### [Data provided]
* start *
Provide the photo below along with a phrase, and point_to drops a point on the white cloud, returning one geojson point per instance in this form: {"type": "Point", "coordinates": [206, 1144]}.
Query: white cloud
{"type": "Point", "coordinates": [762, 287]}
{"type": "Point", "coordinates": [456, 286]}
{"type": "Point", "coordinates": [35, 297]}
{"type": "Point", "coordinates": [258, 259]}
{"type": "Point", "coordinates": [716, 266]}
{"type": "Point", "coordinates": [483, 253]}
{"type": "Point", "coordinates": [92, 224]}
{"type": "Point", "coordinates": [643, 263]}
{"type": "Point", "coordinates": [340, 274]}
* end *
### [Exercise]
Rewrite every line of the records above, requests included, with each coordinate in the answer points multiplied by 1.95 and rounded to a whole number, halves rounded up. Leave the numbers in the requests and their sample formats unchanged.

### [Solution to this task]
Provide the photo below along with a phrase, and point_to drops a point on the white cloud, returning one geojson point per instance in this form: {"type": "Point", "coordinates": [206, 1144]}.
Query: white cloud
{"type": "Point", "coordinates": [1486, 560]}
{"type": "Point", "coordinates": [889, 558]}
{"type": "Point", "coordinates": [68, 579]}
{"type": "Point", "coordinates": [503, 505]}
{"type": "Point", "coordinates": [1396, 519]}
{"type": "Point", "coordinates": [942, 493]}
{"type": "Point", "coordinates": [179, 437]}
{"type": "Point", "coordinates": [1254, 513]}
{"type": "Point", "coordinates": [663, 534]}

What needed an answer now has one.